So it’s an exciting phase but I’m quite concerned that we may lose the ball. We’ve just got to the point where the pharma industry is very interested but their attention span can be short and if we don’t really come up with the right clinical conditions and the right biomarkers quickly there could be a reduction in interest. So the key goal at the moment is to try and pick very carefully the right patients for the trial and to start understanding what biomarkers are going to tell us, who is going to respond, who isn’t.

I guess one of the things I’ve got very excited about is potentially a new class of medical molecules. So we’ve been working with a technique called peptide stapling. So for many years we were probing these protein-protein interactions with short peptides because by and large it is the recognition of a peptide sequence on one protein by a pocket on the other that’s the basis of these molecular signalling pathways. Getting small molecules to interrupt that kind of interaction has been a lot of work, there are only two currently in the clinic, one the Abbott drug for BCL2 and the other the Roche drug for MDM2. But a technique called peptide stapling allows you more easily to make molecules that will block these interactions because these stapled peptides, as their name suggests, are derived from the original active peptide and then we put in additional chemical crosslink. This has enormous potential, the molecules look very promising and they’re much more easily discovered because you’re starting off essentially from nature’s template.

And easy to make?

Yes, relatively. Peptide synthesis is fast and efficient and peptides are now used very widely in medicine. It’s a huge scale so they can made at the kilogram scale. The difficult part is putting in the staple itself, it’s not technically that difficult but you have to put it in in exactly the right place. So we’re doing a lot of molecular modelling. The magic property comes in – why do some of these stable peptides go into cells so well and others don’t? But the progress is fast now, we’re beginning to really learn the rules. So I’m very excited about that.

Could you talk a little about the micro-antibodies?

This is another area where things are moving very fast and that is really the success of antibodies is huge now in oncology and elsewhere. The sophistication of antibody engineering is increasing enormously so I’ve become involved in that process as well. And antibodies for imaging is beginning to develop very fast as well. So we’re going to see a move to more and more biologics. It’s where, actually, clinical success is coming now. Small molecules seem to have had a lot of late stage failures whereas with the peptides and the antibodies if they show good responses in early clinical trials you generally seem to be able to get them through. There doesn’t seem to be the same lurking strange toxicities we sometimes see with small molecules. So it’s an interesting time.

▶ Saved entries
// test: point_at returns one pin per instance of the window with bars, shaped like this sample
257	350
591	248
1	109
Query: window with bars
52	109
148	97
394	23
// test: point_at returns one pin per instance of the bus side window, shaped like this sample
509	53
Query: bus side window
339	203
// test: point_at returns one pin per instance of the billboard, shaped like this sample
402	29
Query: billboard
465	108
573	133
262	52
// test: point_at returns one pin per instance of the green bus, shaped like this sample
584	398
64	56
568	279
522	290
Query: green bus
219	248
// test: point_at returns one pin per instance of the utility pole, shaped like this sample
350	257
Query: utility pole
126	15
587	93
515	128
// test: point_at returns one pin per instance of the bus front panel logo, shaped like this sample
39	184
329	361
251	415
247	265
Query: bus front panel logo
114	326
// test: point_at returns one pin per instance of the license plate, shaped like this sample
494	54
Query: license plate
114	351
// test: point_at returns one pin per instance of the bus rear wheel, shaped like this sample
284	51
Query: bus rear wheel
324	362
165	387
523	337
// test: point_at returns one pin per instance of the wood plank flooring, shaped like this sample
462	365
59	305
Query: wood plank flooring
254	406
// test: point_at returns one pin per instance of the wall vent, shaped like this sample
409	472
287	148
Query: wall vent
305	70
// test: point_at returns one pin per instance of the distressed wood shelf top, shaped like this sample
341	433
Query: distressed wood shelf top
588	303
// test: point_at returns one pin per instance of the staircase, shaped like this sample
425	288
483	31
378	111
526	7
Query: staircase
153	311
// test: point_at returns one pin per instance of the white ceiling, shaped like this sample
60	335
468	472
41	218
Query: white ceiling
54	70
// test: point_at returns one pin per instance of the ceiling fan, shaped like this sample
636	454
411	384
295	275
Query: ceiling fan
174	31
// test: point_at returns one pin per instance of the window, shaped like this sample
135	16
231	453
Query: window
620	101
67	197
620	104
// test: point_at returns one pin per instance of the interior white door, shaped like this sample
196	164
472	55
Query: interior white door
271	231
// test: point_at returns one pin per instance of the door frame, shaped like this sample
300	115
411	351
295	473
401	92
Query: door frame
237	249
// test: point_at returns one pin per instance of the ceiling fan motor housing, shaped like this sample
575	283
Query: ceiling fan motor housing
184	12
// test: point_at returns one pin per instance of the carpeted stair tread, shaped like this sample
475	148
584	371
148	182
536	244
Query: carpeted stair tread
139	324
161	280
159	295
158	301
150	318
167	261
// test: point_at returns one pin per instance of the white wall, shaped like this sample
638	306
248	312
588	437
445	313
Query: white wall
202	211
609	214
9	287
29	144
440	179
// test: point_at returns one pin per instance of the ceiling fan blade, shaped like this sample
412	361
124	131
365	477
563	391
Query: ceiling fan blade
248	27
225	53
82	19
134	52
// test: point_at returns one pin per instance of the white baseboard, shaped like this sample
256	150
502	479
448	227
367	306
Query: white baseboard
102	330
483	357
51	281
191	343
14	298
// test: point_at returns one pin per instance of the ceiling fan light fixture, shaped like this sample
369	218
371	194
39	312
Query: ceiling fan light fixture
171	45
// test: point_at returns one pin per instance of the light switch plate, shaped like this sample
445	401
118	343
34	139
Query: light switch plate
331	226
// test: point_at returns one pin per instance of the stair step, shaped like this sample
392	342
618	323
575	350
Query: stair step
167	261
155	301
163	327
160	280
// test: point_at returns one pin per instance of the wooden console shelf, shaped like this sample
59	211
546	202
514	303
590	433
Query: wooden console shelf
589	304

▶ ASSIGNED TASK A
Rewrite the paragraph of the interview that begins "Yes, relatively." as a short bulleted list that keeps its main facts.
▶ ASSIGNED TASK B
According to the interview, which two drugs that interrupt protein-protein interactions are currently in the clinic?
▶ ASSIGNED TASK C
Update the interview from "This is another" to "an interesting time.", replacing "oncology" with "cancer treatment".
The saved entries are not needed for any of the work here.

▶ WRITTEN RESPONSE A
- Peptide synthesis is fast and efficient, and peptides are now widely used in medicine.
- Peptides can be made at the kilogram scale.
- The hard part is placing the staple in exactly the right position, so a lot of molecular modelling is being done.
- A key question is why some of these peptides enter cells well and others don't.
- Progress is now fast, and the rules are beginning to be learned.

▶ WRITTEN RESPONSE B
The Abbott drug for BCL2 and the Roche drug for MDM2.

▶ WRITTEN RESPONSE C
This is another area where things are moving very fast and that is really the success of antibodies is huge now in cancer treatment and elsewhere. The sophistication of antibody engineering is increasing enormously so I’ve become involved in that process as well. And antibodies for imaging is beginning to develop very fast as well. So we’re going to see a move to more and more biologics. It’s where, actually, clinical success is coming now. Small molecules seem to have had a lot of late stage failures whereas with the peptides and the antibodies if they show good responses in early clinical trials you generally seem to be able to get them through. There doesn’t seem to be the same lurking strange toxicities we sometimes see with small molecules. So it’s an interesting time.